**DESCRIPTION OF THE TASK**
Reproduce the records below verbatim, beginning at the line that contains "Could you please point to the dark" and ending after the last line of the records.

**ITEMS**
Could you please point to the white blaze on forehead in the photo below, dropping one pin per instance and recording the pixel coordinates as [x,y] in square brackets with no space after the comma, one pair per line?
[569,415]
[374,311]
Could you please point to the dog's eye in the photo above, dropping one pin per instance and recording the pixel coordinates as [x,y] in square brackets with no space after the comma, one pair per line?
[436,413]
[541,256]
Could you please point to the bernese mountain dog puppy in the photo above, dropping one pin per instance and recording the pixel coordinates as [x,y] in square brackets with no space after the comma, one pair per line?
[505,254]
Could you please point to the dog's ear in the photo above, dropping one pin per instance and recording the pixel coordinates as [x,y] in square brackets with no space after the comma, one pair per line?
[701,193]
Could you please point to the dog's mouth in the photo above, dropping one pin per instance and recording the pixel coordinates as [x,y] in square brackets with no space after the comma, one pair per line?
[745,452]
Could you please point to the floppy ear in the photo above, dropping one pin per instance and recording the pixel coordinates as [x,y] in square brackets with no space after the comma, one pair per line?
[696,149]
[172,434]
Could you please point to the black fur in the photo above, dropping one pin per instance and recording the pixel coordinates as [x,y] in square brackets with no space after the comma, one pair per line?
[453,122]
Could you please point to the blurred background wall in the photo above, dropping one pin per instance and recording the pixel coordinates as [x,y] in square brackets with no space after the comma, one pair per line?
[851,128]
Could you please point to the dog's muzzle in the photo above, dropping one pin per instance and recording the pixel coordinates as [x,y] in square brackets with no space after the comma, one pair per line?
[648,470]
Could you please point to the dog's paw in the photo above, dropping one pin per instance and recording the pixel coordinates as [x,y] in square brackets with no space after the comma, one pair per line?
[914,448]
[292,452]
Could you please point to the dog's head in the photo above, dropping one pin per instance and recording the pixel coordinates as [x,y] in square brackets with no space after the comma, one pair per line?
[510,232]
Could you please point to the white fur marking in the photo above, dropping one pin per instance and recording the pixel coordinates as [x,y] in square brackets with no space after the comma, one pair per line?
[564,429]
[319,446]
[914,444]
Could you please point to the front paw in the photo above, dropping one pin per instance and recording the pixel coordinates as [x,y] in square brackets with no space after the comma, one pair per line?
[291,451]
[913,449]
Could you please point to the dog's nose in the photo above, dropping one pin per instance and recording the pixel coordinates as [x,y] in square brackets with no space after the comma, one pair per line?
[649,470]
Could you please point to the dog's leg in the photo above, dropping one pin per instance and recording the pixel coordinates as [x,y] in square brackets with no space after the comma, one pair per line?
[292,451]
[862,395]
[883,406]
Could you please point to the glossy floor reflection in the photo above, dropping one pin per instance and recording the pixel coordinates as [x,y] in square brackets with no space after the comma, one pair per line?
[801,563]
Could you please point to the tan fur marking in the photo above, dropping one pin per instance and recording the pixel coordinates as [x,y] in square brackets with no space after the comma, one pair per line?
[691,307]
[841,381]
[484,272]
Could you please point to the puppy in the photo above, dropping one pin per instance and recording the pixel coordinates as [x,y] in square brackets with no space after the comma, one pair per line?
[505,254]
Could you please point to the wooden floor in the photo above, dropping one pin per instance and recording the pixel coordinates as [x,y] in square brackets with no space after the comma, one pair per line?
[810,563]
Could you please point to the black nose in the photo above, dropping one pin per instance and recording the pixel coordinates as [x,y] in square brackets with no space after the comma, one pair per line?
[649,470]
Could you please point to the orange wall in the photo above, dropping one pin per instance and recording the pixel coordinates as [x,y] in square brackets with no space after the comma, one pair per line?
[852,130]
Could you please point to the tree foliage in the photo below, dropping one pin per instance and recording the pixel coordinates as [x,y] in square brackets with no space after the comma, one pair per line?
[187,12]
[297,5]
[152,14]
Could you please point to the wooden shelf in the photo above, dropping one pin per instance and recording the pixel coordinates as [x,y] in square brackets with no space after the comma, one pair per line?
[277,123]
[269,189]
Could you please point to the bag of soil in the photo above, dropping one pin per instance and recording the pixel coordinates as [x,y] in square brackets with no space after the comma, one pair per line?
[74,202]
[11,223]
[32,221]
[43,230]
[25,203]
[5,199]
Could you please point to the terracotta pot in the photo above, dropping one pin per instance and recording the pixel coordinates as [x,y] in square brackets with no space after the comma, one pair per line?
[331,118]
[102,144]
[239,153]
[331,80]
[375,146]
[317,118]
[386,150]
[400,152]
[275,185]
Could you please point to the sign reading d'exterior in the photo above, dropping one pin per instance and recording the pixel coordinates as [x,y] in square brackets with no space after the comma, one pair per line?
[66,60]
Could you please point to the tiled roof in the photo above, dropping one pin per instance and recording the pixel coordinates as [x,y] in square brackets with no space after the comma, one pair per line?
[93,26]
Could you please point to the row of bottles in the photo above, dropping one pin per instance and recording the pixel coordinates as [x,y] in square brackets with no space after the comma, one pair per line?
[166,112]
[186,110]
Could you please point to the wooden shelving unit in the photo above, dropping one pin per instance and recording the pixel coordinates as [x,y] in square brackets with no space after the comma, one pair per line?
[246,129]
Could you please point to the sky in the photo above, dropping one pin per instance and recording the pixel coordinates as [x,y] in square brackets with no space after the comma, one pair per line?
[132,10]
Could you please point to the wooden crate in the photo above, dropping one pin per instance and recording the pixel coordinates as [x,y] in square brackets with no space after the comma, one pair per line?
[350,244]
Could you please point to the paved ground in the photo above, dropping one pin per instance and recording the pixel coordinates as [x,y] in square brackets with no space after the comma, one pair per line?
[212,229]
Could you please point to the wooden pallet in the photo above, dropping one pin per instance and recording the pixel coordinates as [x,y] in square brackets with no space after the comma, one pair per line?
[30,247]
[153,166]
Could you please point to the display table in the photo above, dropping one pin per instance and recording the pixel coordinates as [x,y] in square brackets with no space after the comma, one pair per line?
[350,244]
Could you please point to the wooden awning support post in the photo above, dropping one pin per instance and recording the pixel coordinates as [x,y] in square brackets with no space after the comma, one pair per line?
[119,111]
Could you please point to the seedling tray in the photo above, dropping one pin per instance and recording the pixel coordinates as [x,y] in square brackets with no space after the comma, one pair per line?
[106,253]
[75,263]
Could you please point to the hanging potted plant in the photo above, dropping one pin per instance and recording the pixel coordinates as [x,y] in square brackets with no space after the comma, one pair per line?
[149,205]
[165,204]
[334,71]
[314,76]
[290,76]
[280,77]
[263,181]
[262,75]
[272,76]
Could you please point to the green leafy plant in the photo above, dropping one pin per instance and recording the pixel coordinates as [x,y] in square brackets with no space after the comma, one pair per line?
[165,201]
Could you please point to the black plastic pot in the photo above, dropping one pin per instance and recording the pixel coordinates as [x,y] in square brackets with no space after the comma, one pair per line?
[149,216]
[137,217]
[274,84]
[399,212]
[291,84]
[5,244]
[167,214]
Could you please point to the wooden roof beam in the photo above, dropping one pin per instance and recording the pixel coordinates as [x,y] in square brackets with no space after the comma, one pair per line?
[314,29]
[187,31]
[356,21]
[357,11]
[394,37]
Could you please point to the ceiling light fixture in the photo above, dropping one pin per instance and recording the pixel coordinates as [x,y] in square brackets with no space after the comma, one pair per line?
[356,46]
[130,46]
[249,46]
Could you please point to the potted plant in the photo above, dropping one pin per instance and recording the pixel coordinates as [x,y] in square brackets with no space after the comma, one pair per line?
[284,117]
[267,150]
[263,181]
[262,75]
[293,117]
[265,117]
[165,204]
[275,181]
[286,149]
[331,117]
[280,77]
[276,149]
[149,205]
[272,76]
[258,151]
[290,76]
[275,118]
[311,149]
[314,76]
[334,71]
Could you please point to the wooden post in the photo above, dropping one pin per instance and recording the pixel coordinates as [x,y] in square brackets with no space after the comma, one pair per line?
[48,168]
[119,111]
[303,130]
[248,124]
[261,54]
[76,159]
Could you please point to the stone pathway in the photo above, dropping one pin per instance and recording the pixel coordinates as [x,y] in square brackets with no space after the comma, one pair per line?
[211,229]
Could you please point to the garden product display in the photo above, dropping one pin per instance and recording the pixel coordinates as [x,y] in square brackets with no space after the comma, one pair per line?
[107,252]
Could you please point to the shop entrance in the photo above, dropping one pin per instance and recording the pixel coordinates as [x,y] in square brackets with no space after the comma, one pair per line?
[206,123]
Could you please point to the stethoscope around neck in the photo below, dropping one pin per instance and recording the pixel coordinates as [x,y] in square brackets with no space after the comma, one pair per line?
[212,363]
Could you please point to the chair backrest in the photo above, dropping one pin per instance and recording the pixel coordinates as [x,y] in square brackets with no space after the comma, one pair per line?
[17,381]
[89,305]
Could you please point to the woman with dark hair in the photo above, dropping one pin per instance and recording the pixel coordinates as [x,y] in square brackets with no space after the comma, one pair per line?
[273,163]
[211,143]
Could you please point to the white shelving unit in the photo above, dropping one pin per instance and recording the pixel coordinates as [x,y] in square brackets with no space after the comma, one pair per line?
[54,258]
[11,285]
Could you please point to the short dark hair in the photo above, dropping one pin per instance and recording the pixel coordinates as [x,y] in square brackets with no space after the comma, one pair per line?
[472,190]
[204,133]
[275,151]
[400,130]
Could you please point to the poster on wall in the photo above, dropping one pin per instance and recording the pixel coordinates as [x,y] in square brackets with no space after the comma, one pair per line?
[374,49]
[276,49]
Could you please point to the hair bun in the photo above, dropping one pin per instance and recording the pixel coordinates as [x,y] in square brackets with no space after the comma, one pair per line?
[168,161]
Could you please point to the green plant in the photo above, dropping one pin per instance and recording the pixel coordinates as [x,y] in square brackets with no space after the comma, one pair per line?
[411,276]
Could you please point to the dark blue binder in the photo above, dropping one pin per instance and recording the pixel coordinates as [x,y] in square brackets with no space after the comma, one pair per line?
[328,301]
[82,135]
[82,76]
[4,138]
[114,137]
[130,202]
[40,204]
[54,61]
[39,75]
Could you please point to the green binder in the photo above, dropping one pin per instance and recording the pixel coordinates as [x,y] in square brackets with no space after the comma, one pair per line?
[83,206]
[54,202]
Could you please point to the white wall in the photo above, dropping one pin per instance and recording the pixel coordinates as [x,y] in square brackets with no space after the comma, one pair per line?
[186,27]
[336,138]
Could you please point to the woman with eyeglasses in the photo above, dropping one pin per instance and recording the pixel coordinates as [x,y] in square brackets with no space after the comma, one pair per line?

**FINAL RESULT**
Could you please point to the dark blue binder in the photo above, dropping one pin per instance and recording the pixel coordinates as [x,y] in square brackets with no space after the comma, one pair per line?
[328,301]
[82,135]
[82,76]
[4,138]
[114,137]
[130,202]
[40,204]
[54,61]
[39,75]
Could you please point to the green binder in the photo above, dropping one pin per instance and recording the pixel coordinates as [x,y] in square brackets with no space after the comma, one pair per line?
[83,206]
[54,202]
Could you please point to the white wall in the photo above, dropping one pin per instance and recording the pixel coordinates as [x,y] in square brackets with no space after the comma, one pair per line?
[186,27]
[336,138]
Could you please point to the woman with eyeglasses in the photo above, dropping one pin per instance and recording the pixel coordinates as [x,y] in square brackets with no space after the comma, one pair per line?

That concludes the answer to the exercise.